Case ID: f3d_530/html/0584-01.html
Source: Caselaw Access Project
Author: {"author": "POSNER, Circuit Judge.", "license": "Public Domain", "url": "https://static.case.law/"}
Date Created: 2024-08-24T03:29:51.129683

Monet WILLIAMS, et al., Plaintiffs-Appellants, v. Walter V. WENDLER, et al., Defendants-Appellees.
    No. 07-3315.
    United States Court of Appeals, Seventh Circuit.
    Argued Feb. 29, 2008.
    Decided June 23, 2008.
    
      Richard S. Fedder (argued), Carbon-dale, IL, for Plaintiffs-Appellants.
    Ellen E. Douglass, Donyelle L. Gray (argued), Chicago, IL, for Defendants-Appellees.
    Before POSNER, ROVNER, and EVANS, Circuit Judges.
   POSNER, Circuit Judge.

The plaintiffs in this civil rights suit under 42 U.S.C. § 1983 are three black female students at Southern Illinois University, a state university, who were suspended by the university, one for two years and the other two for three years, for hazing another black female student, who was pledging the plaintiffs’ sorority, Zeta Phi Beta.

The university defines hazing as “any action required of or imposed on current or potential members of a group which produces or is reasonably likely to produce bodily harm, humiliation or ridicule, substantial interference with academic efforts, or significant impairment or endangerment of physical well-being, regardless of the consent of the participants,” and suspension for up to three years is authorized as a sanction. “Student Conduct Code,” www.siu.edu/ policies/policies/conducthtml, visited May 27, 2008. The sorority itself has an anti-hazing policy. “Zeta Phi Beta Sorority Incorporated Official Statement Against Hazing,” www.zphibl920.org/ policy/ antihazing.html, visited May 27, 2008.

The plaintiffs beat the pledge repeatedly with paddles over a four-day period, bruising her buttocks so severely that it was painful for her to sit, and forced her to dive knee first barelegged into rice, which was also painful. She dropped out of the pledge process and complained to university authorities, who instituted the internal administrative proceeding that resulted in the suspensions.

The plaintiffs contend that the suspensions violate Title VI of the Civil Rights Act of 1964, which forbids racial discrimination by recipients of federal grants, 42 U.S.C. § 2000d; Brewer v. Board of Trustees, 479 F.3d 908, 921 (7th Cir.2007), and also the equal protection and due process clauses of the Fourteenth Amendment. The district judge granted summary judgment in favor of the defendants (officials of the university sued in their personal capacity) on the discrimination claims and dismissed the due process claim under Rule 12(b)(6).

> [STATED GOAL 1]
Answer these questions using the court opinion, one per line:
(a) Which court decided the case?
(b) What was the name of the sorority the pledge was joining?
(c) Under which rule did the district judge dismiss the due process claim?
Mark your answers (a), (b), (c) in the same way.
The court opinion and the entries that follow it come from unrelated sources.

Entries from a data source:
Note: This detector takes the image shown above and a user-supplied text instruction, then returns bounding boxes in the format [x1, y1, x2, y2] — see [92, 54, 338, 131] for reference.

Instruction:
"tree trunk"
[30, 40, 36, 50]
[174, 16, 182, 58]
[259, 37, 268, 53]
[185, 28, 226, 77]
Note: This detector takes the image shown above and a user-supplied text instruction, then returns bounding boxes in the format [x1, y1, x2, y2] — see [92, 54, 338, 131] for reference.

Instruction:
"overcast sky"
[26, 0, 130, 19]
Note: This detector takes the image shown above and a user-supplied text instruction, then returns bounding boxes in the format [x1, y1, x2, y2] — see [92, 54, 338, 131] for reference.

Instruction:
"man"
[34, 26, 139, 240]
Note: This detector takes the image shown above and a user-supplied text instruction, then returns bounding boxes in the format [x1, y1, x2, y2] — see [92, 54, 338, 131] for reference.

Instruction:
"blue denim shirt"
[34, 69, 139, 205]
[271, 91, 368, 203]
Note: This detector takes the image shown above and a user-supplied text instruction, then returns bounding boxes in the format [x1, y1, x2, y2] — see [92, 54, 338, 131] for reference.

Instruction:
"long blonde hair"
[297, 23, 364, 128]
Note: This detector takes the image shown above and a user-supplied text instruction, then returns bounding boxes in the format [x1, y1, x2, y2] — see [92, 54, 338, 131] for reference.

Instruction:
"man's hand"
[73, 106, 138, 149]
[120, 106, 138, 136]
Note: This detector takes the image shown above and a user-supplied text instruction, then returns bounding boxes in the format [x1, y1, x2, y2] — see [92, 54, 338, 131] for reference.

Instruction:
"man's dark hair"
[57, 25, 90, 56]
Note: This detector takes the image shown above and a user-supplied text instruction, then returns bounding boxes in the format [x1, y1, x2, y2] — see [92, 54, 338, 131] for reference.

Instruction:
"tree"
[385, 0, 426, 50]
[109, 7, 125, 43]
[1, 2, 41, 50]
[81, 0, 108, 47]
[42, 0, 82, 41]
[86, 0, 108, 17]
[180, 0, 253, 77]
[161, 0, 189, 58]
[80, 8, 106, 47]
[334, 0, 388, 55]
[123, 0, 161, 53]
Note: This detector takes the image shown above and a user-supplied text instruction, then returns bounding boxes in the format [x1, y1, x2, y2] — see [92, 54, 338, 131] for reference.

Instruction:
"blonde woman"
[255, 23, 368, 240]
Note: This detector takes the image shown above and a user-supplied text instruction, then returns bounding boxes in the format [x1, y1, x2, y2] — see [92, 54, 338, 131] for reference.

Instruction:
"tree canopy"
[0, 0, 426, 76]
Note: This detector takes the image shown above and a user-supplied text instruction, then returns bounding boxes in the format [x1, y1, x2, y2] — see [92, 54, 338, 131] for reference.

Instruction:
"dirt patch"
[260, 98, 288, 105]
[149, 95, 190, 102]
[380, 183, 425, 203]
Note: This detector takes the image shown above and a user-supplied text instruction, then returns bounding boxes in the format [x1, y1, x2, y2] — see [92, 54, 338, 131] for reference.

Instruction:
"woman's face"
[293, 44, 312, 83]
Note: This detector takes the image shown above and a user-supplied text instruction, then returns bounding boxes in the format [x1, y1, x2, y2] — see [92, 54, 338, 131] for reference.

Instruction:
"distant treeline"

> [STATED GOAL 2] Resize the entries from the first line through the line that contains "[26, 0, 130, 19]", and reproduce only those lines. Include the instructions, and multiply every bounding-box coordinate in the answers by 0.95, rounding to whole numbers with halves rounded up.

> [CORRECT OUTPUT 1]
(a) The United States Court of Appeals, Seventh Circuit.
(b) Zeta Phi Beta.
(c) Rule 12(b)(6).

> [CORRECT OUTPUT 2]
Note: This detector takes the image shown above and a user-supplied text instruction, then returns bounding boxes in the format [x1, y1, x2, y2] — see [92, 54, 338, 131] for reference.

Instruction:
"tree trunk"
[29, 38, 34, 48]
[165, 15, 173, 55]
[246, 35, 255, 50]
[176, 27, 215, 73]
Note: This detector takes the image shown above and a user-supplied text instruction, then returns bounding boxes in the format [x1, y1, x2, y2] — see [92, 54, 338, 131] for reference.

Instruction:
"overcast sky"
[25, 0, 124, 18]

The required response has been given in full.